Halimba: During the excavation of Halimba between 1952 and 1955 six circular- and rectangular-shaped ditches from the Roman period were found and were thought to be houses and outhouses by the excavator, Gyula Török. But these features were only surrounds of urn burials, so they can’t be considered as proofs of circular building in the Pannonian vici.

There are great differences between the settlement system of the auxilarian and "civic" vici. The former are not scattered but well-arranged, most of the buildings are oriented at the same direction according to the excavations. It can be concluded from this that some kind of dividing of the building site was executed here. The vicus of Arrabona was built with some kind of regularity, the house and road system of it were built along the road leading to the camnp. The orientation of the vicus is the same as that of the castrum. The centre of the vicus is more desnely populated, the houses become sparser on the way out.
In Albertfalva, for example, two periods can be observed: the houses were either oriented East-West or North-South. In Pannonia, where the field mad it possible, the settlement surrounded the fortress from three sides. This was not really like this in the other parts of the empire where the vicus lies either along the road coming from the camp or between the camp and a road.
Those village-like settlements which did not lie next to the camps are less arranged. One part of the settlement in Ménfőcsanak is arranged in lines, whereas the other part in groups. In Halimba, some excavated buildings from a group.

Listed records:
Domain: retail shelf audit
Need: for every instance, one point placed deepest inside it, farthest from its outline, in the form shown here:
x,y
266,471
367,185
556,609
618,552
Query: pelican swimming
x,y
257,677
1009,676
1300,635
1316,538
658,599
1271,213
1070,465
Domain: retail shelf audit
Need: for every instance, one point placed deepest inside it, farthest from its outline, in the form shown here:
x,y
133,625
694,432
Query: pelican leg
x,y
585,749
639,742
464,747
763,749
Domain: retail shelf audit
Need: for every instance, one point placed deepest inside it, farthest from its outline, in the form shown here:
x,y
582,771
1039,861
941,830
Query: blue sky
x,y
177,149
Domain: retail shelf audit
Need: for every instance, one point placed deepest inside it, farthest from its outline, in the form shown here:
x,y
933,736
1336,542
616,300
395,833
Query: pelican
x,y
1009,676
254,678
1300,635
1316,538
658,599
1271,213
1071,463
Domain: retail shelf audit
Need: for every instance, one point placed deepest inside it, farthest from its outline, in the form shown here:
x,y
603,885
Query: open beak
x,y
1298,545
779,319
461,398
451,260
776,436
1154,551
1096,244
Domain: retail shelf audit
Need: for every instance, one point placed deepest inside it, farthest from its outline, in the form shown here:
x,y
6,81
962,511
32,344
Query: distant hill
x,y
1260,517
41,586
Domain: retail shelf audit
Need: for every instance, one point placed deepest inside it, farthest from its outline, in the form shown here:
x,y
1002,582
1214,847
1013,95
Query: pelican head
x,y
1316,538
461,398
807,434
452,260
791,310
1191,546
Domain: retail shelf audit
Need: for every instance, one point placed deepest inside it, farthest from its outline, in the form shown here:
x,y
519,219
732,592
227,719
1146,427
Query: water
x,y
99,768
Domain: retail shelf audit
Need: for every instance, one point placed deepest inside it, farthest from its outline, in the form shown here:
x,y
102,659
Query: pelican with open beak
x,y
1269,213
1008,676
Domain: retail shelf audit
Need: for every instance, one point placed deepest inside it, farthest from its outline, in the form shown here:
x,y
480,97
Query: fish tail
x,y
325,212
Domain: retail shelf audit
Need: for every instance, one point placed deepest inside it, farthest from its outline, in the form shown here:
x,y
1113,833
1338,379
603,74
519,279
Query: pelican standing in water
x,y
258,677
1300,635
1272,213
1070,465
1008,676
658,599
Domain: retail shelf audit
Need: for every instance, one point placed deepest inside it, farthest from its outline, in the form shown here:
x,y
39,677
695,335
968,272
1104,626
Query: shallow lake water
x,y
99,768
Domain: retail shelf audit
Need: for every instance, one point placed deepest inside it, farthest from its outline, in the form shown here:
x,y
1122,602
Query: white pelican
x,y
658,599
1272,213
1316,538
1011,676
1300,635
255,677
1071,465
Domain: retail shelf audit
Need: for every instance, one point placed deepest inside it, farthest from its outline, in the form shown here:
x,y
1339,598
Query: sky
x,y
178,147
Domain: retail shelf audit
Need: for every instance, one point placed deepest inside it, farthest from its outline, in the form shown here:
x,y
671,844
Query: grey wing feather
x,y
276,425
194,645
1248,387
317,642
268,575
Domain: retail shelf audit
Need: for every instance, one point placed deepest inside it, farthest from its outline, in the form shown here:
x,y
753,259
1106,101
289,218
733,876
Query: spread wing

Set of tasks:
**1)** In the text on Pannonian vici, start at the words "In Albertfalva, for" and stop after "and a road.", substituting "fort" for "fortress".
**2)** According to the text on Pannonian vici, who excavated Halimba between 1952 and 1955?

Answers to the tasks:
**1)**
In Albertfalva, for example, two periods can be observed: the houses were either oriented East-West or North-South. In Pannonia, where the field mad it possible, the settlement surrounded the fort from three sides. This was not really like this in the other parts of the empire where the vicus lies either along the road coming from the camp or between the camp and a road.

**2)** Gyula Török